WHAT IS NEEDED —
Pictures aside, restate the records below exactly as written.

RECORDS FOR PROCESSING —
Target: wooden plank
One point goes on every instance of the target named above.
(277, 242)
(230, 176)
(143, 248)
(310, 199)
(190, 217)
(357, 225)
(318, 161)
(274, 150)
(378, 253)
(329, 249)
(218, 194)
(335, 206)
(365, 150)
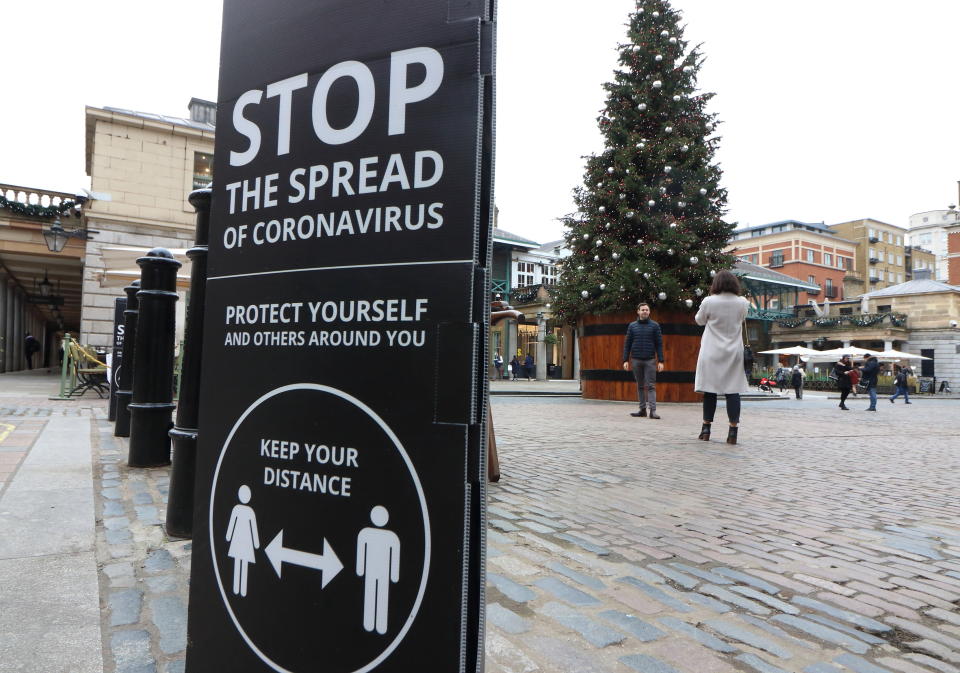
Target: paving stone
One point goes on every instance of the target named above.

EXERCISE OUTPUT —
Target: wooden plank
One point goes on every instance of the target named above.
(277, 242)
(230, 176)
(143, 248)
(310, 199)
(190, 217)
(357, 225)
(318, 161)
(274, 150)
(378, 253)
(329, 249)
(218, 194)
(335, 206)
(365, 150)
Target: paving stone
One point goes on every instance of the target named above.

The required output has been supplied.